[Reading passage]
#####
A Fresh Take on Fish: Johnny Graham

Featured Sliders / Food & Drink / Stories / July 10, 2016


A long time chef who has cooked for celebrities like Bruce Willis, Rod Stewart and Keith Richards, Johnny Graham has also catered many local parties and events through his Revel Catering on High Street in the Historic Lohman Opera house. He has a second home in Martha’s Vineyard, where he once owned a restaurant and spends months in the summer there where there is abundant seafood that he loves to grill for a lighter and tasty twist to summer barbecues.


Why should we incorporate seafood into summer meals?

It’s fun! It’s a little different. I am an unapologetic meat eater, but it’s nice to add some variety to those long dog days of summer, and there are a lot of options in the world of seafood.

Most fish will take no more than 8 or 10 minutes to grill, which is part of the beauty of it. You can cut some vegetables, season a piece of fish and have dinner on the table in 15 minutes.

What do we need to keep in mind when choosing and seasoning fish?

• Fresh is Best: The most important part of grilling fish is using fresh fish. Ideally you may have caught it, but always buy the freshest thing available from a reputable source.

• CITRUS! I love, love, love using citrus when grilling seafood because it brings a brightness to any fish that a heavy sauce covers up. Marinades work wonders, especially for a stronger flavored fish. Sometimes the simplest preparation is the best. My wife Lori caught a pile of Silver Salmon while we were in Alaska last September, and we cut the salmon fillets into 5 or 6 ounce portions, rubbed a little extra virgin olive oil, flaky sea salt and some herbs snipped fresh from the garden onto the fish and grilled it to medium rare. Then we moved it to a lower heat area to rest with a squeeze of fresh lemon juice.
#####
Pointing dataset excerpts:

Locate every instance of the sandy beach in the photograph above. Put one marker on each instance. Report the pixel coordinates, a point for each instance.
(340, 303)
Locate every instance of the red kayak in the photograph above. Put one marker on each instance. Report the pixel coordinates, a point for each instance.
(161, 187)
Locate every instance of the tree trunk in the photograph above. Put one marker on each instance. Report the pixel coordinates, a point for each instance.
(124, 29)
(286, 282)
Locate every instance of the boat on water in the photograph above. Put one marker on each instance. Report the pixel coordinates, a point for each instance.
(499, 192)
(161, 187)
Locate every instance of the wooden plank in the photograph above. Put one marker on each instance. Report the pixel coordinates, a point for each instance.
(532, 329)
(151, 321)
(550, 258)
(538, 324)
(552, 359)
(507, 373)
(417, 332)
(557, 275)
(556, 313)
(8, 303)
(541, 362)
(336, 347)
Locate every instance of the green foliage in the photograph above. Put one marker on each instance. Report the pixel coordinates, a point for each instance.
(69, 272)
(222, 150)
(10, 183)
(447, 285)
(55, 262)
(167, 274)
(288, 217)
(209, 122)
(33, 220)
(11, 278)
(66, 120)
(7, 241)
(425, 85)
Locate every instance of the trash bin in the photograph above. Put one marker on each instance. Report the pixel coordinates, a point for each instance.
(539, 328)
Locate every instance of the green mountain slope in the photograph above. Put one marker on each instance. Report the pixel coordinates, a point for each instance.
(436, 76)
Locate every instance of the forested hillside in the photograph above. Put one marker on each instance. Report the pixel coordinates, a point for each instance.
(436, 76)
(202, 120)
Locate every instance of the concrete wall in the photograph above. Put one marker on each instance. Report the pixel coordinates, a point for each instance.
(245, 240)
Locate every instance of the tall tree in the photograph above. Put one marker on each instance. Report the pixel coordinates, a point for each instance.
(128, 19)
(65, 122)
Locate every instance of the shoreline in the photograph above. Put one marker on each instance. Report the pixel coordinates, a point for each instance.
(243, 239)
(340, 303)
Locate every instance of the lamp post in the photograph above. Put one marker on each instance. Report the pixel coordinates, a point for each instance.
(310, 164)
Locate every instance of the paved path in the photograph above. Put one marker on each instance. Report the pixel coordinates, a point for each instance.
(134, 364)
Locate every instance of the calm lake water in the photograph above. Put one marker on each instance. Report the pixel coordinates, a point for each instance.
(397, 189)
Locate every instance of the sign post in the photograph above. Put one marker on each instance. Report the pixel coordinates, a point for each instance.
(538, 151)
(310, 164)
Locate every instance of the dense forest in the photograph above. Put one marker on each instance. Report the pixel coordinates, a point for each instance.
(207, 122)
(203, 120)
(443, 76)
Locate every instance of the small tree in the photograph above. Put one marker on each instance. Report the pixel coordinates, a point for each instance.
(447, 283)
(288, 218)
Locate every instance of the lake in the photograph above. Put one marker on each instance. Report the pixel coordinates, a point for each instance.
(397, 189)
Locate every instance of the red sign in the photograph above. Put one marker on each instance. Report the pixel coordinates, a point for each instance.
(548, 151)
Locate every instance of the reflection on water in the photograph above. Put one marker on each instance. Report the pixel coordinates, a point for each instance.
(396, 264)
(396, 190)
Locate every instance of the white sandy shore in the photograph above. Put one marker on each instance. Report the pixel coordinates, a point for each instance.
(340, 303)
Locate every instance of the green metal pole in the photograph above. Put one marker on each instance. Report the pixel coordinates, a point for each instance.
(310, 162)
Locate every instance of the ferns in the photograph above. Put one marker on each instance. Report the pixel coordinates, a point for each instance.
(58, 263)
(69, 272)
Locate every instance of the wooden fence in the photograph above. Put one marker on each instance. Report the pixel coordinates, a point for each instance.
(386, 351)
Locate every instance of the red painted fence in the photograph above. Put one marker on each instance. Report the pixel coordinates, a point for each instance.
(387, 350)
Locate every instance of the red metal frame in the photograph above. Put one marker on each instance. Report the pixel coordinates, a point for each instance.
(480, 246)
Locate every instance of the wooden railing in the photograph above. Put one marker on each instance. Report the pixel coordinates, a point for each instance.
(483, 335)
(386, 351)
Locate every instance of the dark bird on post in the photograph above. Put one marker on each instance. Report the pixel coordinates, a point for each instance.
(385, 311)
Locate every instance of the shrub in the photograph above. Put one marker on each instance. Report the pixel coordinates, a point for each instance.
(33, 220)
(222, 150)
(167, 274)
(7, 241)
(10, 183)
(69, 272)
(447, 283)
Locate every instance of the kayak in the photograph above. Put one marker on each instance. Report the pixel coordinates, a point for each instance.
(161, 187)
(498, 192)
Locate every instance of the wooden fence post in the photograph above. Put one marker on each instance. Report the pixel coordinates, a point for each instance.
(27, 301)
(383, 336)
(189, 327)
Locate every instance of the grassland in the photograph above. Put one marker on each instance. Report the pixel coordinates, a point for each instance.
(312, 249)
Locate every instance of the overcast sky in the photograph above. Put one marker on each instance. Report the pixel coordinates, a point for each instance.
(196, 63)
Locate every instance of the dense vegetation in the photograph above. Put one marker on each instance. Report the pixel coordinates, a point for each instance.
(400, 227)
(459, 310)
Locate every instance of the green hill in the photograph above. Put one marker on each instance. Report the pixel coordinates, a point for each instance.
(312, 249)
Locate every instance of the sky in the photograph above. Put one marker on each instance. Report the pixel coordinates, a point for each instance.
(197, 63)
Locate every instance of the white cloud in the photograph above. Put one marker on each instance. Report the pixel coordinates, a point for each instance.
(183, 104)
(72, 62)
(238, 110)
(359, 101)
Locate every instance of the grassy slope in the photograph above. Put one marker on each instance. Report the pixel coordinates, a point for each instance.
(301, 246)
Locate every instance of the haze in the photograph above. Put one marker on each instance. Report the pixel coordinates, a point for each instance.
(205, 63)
#####
[Work instructions]
• 1. Name every celebrity the article about grilling fish says Johnny Graham has cooked for.
• 2. Carry on the article about grilling fish, starting right after its final sentence.
The rows have no connection to the article about grilling fish.

[Expected responses]
• 1. Bruce Willis, Rod Stewart, and Keith Richards.

• 2.
What’s better for the smoker and what’s better for the grill? 

• There are certain fish that are just too flaky, or delicate, to put on the grill. Most any fish, though, will work in a grill basket, a fantastic tool to have for smaller things that might otherwise fall through the grill plates.

• The more oily the fish or those with a higher fat content are good for the smoker. Examples are fresh sardines, salmon, mackerel or bluefish. Drop fillets in a simple salt and brown sugar brine for 24 hours and then smoke on medium heat for a couple of hours. I love serving smoked fish with soda crackers and wedges of limes & lemons!

Any cooking tips?

• Have a clean grill! Always brush it clean with a quality grill brush as soon as you’re finished with the grill for the evening. After starting the grill, I like to brush it clean again. Once the grill is hot, I take a rag with some vegetable oil on it, and wipe the grill surface to pick up remaining grime.

• The grill should be hot. I prefer to use medium-low or non-direct heat. Sometimes, depending on the consistency of the fish (whether firm or flaky), I may mark the piece of fish over high heat and then move it to a lower heat area of the grill.

How do we know when seafood is ready?

• Most fish will change color somewhat. A white fish will go from translucent to all white, salmon will get lighter, etc.

• Have all of the other elements of your meal ready to go when the seafood hits the grill.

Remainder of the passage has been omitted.